---- Given records
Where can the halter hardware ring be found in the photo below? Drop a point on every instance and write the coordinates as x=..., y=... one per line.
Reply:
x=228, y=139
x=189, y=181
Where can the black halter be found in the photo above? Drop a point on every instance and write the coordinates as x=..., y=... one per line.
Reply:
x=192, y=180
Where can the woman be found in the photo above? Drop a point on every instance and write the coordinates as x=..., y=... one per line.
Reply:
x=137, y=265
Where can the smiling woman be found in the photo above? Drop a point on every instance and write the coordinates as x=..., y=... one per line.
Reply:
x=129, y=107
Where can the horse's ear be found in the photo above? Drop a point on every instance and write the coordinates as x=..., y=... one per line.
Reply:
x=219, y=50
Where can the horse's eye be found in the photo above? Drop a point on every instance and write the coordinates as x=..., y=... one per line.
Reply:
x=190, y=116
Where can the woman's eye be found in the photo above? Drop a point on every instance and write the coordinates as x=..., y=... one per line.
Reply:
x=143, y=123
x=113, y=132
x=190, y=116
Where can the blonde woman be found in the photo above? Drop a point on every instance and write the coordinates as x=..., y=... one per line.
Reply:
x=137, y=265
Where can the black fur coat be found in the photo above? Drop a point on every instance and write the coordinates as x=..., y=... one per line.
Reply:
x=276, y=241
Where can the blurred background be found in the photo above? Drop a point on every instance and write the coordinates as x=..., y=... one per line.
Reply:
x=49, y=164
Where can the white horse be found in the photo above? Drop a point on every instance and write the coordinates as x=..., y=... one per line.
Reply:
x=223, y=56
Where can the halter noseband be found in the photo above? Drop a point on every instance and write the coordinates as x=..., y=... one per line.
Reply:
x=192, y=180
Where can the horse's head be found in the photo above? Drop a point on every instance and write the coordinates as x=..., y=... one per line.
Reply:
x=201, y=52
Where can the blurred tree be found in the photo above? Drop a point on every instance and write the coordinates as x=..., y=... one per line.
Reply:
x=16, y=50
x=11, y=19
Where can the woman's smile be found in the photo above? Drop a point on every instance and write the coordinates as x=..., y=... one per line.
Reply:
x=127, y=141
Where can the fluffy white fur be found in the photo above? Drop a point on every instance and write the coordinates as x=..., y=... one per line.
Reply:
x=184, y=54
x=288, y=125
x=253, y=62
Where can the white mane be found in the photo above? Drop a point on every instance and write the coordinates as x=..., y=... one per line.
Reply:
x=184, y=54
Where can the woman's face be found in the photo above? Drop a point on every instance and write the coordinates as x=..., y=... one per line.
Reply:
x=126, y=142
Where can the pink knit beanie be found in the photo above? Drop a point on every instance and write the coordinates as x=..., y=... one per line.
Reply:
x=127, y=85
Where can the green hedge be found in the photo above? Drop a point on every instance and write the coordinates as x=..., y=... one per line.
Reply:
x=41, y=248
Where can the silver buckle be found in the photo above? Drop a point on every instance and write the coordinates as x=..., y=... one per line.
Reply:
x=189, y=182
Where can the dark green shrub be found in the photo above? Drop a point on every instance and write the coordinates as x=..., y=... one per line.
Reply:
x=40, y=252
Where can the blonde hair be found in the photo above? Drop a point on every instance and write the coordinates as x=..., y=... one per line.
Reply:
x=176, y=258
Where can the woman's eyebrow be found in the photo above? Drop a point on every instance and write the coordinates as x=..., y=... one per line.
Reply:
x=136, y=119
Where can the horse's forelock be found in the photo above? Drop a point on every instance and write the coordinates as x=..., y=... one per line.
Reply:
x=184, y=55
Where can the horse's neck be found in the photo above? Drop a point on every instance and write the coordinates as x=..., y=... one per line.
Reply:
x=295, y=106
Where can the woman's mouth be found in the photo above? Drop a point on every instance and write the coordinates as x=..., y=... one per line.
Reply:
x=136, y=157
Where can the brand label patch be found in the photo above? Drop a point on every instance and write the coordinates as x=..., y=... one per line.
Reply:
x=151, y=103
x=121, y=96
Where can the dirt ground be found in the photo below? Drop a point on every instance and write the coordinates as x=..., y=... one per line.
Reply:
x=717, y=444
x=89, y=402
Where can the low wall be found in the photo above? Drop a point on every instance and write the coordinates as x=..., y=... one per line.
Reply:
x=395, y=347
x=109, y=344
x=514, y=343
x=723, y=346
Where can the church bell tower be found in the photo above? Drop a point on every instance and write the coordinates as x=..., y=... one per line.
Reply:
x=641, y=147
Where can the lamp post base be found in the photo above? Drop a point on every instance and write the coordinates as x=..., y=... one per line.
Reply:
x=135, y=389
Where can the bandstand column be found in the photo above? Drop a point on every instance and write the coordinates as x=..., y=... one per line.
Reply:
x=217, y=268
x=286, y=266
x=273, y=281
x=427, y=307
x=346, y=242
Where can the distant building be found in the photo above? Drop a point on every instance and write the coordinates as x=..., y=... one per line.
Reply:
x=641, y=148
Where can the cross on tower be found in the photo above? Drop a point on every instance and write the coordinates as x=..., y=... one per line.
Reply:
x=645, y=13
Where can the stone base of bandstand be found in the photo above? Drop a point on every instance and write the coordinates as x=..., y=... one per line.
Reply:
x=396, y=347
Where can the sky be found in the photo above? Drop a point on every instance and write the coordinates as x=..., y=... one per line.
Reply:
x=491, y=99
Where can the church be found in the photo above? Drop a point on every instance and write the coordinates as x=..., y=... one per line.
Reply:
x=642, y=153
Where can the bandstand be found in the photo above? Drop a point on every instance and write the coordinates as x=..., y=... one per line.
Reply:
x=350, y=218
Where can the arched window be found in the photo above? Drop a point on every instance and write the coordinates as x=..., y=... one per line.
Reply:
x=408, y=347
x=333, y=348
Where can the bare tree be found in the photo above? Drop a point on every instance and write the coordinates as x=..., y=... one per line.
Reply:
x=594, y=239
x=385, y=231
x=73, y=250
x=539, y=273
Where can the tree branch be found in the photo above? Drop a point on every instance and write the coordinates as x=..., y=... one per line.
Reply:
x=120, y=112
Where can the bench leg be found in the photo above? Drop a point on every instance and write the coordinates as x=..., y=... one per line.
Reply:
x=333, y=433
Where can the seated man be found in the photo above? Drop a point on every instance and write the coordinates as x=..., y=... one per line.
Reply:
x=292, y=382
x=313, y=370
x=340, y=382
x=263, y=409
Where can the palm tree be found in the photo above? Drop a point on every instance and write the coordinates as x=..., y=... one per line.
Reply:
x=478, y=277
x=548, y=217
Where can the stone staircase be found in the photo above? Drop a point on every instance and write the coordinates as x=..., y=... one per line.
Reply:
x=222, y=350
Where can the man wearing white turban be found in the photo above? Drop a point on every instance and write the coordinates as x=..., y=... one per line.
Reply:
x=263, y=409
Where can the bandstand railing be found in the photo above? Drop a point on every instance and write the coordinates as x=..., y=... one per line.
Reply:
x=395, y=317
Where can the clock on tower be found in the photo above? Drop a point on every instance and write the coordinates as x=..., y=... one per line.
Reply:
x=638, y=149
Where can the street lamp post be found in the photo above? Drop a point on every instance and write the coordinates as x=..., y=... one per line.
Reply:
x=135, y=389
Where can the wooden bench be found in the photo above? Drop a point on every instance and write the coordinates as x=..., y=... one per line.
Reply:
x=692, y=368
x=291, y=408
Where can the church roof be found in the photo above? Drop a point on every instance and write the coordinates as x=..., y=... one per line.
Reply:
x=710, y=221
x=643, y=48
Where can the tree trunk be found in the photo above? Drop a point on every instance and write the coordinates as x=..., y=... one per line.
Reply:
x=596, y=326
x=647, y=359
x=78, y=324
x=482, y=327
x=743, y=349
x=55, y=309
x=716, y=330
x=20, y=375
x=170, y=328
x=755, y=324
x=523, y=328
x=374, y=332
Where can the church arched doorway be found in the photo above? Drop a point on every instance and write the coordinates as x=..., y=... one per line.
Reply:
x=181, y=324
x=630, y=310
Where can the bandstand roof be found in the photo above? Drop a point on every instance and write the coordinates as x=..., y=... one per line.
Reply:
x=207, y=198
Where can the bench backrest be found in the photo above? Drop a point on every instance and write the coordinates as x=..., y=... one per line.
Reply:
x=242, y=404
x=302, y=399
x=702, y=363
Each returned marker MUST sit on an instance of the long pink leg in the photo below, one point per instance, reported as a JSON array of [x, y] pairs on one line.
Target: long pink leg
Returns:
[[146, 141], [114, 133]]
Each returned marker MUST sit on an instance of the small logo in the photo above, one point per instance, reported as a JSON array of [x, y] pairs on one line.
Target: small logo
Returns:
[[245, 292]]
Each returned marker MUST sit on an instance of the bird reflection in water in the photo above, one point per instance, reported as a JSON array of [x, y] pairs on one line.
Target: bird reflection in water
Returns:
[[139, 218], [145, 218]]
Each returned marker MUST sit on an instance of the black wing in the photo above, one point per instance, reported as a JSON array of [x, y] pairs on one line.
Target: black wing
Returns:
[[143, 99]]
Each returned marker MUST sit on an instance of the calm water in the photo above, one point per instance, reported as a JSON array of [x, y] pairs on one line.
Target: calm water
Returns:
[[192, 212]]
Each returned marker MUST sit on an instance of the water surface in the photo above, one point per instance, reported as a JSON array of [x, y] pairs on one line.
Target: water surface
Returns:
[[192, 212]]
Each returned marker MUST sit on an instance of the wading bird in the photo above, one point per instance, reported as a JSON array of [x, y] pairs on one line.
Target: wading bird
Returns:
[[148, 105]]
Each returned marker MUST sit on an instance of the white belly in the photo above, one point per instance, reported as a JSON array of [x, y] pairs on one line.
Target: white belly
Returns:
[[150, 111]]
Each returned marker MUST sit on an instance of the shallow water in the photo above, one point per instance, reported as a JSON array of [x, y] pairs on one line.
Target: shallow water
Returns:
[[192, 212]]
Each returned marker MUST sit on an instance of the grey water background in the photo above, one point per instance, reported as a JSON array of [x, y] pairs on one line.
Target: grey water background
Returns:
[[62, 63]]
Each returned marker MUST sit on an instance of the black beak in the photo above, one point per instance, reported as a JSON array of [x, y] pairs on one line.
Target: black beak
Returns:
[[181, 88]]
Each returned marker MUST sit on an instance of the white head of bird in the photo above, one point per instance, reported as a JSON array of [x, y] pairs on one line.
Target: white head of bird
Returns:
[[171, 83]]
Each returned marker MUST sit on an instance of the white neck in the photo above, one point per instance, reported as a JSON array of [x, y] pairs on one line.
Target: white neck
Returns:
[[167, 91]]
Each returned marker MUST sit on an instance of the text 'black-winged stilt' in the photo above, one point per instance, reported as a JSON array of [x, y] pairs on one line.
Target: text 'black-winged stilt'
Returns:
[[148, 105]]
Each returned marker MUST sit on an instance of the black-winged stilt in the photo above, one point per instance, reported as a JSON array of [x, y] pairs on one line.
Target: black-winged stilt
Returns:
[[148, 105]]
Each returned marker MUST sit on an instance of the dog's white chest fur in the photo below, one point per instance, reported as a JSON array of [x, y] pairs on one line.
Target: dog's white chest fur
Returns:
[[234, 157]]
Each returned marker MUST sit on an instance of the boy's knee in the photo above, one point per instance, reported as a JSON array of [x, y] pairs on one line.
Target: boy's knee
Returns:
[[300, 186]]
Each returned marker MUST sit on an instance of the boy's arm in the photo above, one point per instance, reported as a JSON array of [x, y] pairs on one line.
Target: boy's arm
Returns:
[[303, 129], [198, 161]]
--------
■ Your instructions ■
Line tally for "roof": say how many lines of the records above contain it, and give nothing but the number.

■ Answer space ■
2